The internet and mobile were sins of omission. But with IE, management actively shot itself in the foot. In 2003, Microsoft announced that there would be no more standalone versions of IE and that you could only get IE with Windows. It was the height of arrogance from a 90-per-cent market-share winner.

That decision opened the door to Firefox, then known only to open sourcers and geeks. In the years since, it has been downloaded by millions, eroding IE's lead. It made surfing simpler, safer, and more standards compliant. Today, Firefox stands at 24 per cent market share, while IE has hit an all-time-low of 63.5 per cent. And now that people have been released from the "must-have" IE mindset of the 1990s and found there is another way, IE faces a fresh challenge in Chrome from internet search and ads Goliath Google.

### [Actions to take]
(1) Write out the stretch of the passage on Internet Explorer from "The internet and" through "90-per-cent market-share winner.".
(2) Please extend the passage on Internet Explorer, picking up after its last sentence.
The material after this is separate from the passage on Internet Explorer.

### [Data block]

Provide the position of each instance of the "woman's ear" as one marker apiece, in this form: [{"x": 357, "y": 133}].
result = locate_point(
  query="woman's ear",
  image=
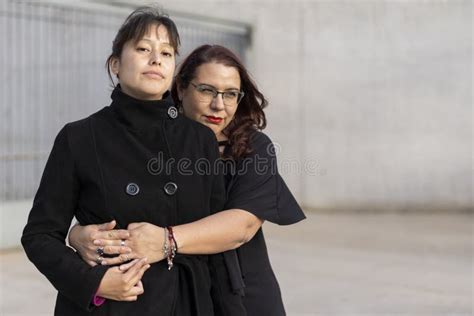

### [Results by task]
(1)
The internet and mobile were sins of omission. But with IE, management actively shot itself in the foot. In 2003, Microsoft announced that there would be no more standalone versions of IE and that you could only get IE with Windows. It was the height of arrogance from a 90-per-cent market-share winner.

(2)
Another disaster: The introduction of a new form of licensing for Windows called Software Assurance. It charged a subscription on the basis customers would get upgrades during the two- or three-year lifetime of their SA contract. But in the end, it pushed up customer's licensing costs and - in the case of Windows - new versions were not forthcoming, breeding anger and resentment among customers. Microsoft spent years spicing SA with extras to make the program palatable and provide some perceived form of value for money.

New world, new Microsoft

As Microsoft moves out of the Noughties and into the next decade, the confidence it displayed when it entered the Millennium is gone. The certainties of the old PC world have evaporated while the tactics of Microsoft used in that world - picking a leader and spending furiously to beat them - are challenged in a world where the competition is diverse, fragmented, free, and open.

Opportunities exist for Microsoft in the next decade and the company can succeed again. It might be late to cloud computing with Azure, but most everyone is still on the start line, so it still stands a chance.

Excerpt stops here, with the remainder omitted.